Problem requirements —
Please count the lines in the records below that contain the string "mask", treating case as significant, and reply with the number alone.
>> BEGIN
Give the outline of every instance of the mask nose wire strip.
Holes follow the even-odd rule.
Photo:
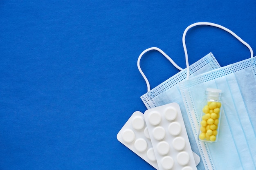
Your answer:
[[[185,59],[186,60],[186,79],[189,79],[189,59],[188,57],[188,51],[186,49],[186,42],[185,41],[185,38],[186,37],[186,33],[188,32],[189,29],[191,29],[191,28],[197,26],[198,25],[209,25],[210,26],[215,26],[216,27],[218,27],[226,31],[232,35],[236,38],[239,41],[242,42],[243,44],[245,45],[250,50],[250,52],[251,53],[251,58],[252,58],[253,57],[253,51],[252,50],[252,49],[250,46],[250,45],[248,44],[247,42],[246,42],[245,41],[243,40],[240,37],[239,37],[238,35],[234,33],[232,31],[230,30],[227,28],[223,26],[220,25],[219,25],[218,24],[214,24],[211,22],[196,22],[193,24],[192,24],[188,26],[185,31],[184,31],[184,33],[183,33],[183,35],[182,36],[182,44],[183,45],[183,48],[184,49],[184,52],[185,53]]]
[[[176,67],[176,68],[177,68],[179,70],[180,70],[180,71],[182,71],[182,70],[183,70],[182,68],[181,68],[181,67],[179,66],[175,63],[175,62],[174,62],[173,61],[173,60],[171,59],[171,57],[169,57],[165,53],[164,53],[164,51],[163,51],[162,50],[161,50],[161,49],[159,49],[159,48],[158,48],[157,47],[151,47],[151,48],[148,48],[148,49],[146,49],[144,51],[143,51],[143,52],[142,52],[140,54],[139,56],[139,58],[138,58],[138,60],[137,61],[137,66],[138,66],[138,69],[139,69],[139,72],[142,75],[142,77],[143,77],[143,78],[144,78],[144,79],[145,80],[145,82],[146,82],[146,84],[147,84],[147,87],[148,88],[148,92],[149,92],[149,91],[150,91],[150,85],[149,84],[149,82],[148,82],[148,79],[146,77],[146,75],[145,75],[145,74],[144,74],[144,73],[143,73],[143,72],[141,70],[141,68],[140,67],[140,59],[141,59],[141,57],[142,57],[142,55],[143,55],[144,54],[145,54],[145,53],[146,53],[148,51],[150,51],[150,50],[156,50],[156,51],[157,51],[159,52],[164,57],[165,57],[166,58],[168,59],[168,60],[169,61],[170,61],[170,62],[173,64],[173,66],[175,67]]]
>> END
Final result —
1